━━━ STORED DATA ━━━

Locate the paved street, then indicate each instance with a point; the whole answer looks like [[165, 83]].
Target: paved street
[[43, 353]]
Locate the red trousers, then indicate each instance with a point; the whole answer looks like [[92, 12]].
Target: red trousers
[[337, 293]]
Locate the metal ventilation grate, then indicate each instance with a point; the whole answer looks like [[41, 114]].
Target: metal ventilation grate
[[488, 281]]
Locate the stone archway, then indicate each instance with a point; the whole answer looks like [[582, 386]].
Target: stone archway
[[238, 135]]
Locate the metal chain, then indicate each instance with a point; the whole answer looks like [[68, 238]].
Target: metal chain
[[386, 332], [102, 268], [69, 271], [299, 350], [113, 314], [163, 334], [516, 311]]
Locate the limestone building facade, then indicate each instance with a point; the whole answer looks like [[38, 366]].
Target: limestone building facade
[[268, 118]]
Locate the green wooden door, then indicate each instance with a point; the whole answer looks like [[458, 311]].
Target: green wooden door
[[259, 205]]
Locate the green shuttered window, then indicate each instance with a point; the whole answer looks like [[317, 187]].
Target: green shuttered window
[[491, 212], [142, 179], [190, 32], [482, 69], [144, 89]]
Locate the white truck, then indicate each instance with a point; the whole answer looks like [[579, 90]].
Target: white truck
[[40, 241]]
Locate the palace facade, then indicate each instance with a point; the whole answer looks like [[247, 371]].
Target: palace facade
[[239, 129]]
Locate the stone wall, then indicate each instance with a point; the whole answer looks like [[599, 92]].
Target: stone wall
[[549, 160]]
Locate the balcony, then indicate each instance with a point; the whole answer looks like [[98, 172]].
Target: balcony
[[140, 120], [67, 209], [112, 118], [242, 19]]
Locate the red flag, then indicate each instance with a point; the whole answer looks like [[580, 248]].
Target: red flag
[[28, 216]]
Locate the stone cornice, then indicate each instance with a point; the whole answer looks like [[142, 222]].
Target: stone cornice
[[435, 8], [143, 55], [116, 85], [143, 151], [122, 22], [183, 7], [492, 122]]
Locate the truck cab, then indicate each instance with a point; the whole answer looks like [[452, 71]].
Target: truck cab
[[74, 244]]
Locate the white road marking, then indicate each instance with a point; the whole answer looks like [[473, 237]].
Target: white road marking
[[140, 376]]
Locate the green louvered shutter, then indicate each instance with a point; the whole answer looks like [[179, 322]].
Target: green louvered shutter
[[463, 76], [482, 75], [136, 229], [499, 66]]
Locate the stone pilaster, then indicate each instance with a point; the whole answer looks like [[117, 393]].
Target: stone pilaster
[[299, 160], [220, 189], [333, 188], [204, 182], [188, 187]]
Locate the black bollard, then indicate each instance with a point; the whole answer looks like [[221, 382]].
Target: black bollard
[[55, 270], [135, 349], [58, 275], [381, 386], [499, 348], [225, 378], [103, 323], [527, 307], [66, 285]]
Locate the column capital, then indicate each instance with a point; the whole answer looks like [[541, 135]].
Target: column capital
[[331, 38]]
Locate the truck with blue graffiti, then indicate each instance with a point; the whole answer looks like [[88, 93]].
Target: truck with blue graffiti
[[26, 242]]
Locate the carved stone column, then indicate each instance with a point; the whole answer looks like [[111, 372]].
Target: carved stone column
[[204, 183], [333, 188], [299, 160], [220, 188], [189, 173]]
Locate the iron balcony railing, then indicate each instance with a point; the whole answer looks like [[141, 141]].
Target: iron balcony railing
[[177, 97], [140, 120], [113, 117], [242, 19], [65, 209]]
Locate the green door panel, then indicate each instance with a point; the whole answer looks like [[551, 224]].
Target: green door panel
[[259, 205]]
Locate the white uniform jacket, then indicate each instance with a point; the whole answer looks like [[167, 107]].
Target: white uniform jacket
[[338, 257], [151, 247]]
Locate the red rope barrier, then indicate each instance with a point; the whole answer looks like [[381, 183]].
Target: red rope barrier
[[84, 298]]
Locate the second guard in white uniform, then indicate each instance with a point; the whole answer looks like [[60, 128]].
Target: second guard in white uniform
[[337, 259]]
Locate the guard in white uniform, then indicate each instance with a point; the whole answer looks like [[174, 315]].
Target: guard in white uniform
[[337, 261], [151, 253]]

━━━

Could the data above be set down exactly, in full?

» **REPLY**
Locate the paved street, then indicate each instance with a point; the whole answer looks like [[165, 83]].
Target: paved street
[[43, 353]]
Locate the red trousers, then indicate each instance with a point; the whole answer looks like [[92, 12]].
Target: red trousers
[[337, 293]]
Locate the metal ventilation grate, then indicate each instance with a point; the whole answer looks like [[41, 114]].
Target: metal ventilation grate
[[488, 281]]
Locate the stone archway, then indicate each instance with a point; the whole answer looks like [[582, 386]].
Target: stone archway
[[238, 135]]
Locate the metal chain, then indicate each instance with a point; the whole answer looks like [[68, 238]].
Target: metal chain
[[386, 332], [102, 268], [69, 271], [299, 350], [113, 314], [163, 334], [516, 311]]
Locate the limestone building facade, then indicate each instance with a point; the whole answer looks like [[38, 366]].
Target: limestone building facade
[[268, 118]]
Locate the green wooden door, then indicate each instance with a point; the whole answer looks like [[458, 311]].
Target: green wooden door
[[259, 205]]
Locate the green shuttered window, then indicate each instance with a point; the whole answer looks like [[317, 187]].
Target: green shuttered window
[[491, 212], [142, 179], [190, 32], [482, 69], [144, 89]]
Locate the white truck, then indicate each instance with a point; the whole answer looks like [[579, 90]].
Target: white truck
[[40, 241]]
Locate the palace facade, then indicate each instance with a point; the whole answer looks like [[247, 371]].
Target: palace facade
[[239, 129]]
Locate the stone wall, then indicate each instance with a point; the whole answer looks like [[599, 92]].
Target: stone wall
[[549, 160]]
Locate the balcony, then indicate each instance with a point; the whole answer looks like [[98, 172]].
Target: balcony
[[140, 120], [67, 209], [112, 118], [242, 19]]
Locate the red flag, then indicate each instance with a point; the whole answer looks like [[580, 248]].
Target: red flag
[[28, 216]]
Locate the stone cornice, then indicate each instance with a point; the whole answer looks like [[142, 222]].
Target: stone cornice
[[435, 8], [143, 55], [116, 85], [143, 151], [122, 22], [183, 7], [492, 122]]
Locate the truck cab, then indicate each instance with a point; the whole answer looks like [[452, 71]].
Target: truck cab
[[74, 244]]
Locate the white road marking, then indicate each instance with a point; the whole answer looks like [[473, 237]].
Target: white road marking
[[140, 376]]
Locate the green louvered shutter, then indicate each instance with a point; the whole answer looks like [[179, 322]].
Target: green louvered shutter
[[463, 76], [482, 75], [136, 229], [499, 66]]
Locate the stone pilaster, then indicate each instance with a point; the whole answer looks like [[117, 393]].
Target: stone pilaster
[[299, 160], [220, 189], [333, 188], [204, 182], [188, 187]]
Locate the black bollard, then indicate each instance with a point; the whole answer looks like [[221, 382]].
Target: black bollard
[[55, 270], [135, 349], [58, 275], [381, 386], [499, 348], [225, 378], [103, 323], [527, 307], [66, 285]]
Locate the column capital, then indicate each instance with a point; the whole answer looks like [[541, 135]].
Target: column capital
[[331, 38]]
Locate the truck with blue graffiti, then indicate each instance with a point; the whole answer looks like [[88, 93]].
Target: truck with blue graffiti
[[26, 242]]
Locate the carved stone column, then indicate each instance with a point; the whole answer looks like [[111, 372]].
Target: carved stone column
[[204, 183], [333, 188], [299, 160], [220, 188], [189, 173]]
Locate the iron balcony railing, then indicate each instance with a point; the whole answer looks like [[141, 141]].
Target: iron balcony railing
[[177, 97], [140, 120], [113, 117], [242, 19], [65, 209]]
Locate the green door panel, then indicate each instance with a point; the whole answer looks like [[551, 224]].
Target: green door panel
[[259, 205]]
Locate the white uniform jacket, then indicate each instance with a point; the whole answer looks like [[167, 107]].
Target: white uniform jacket
[[338, 257], [151, 247]]
Locate the red rope barrier, then indicate each instance with a point; the whole answer looks like [[381, 183]].
Target: red rope barrier
[[84, 298]]
Locate the second guard in white uniform, then indicate each instance with a point; the whole answer looks like [[60, 128]].
Target: second guard in white uniform
[[337, 259]]
Locate the guard in white uniform, then indicate each instance with a point; the whole answer looks like [[174, 315]].
Target: guard in white uniform
[[337, 261], [151, 253]]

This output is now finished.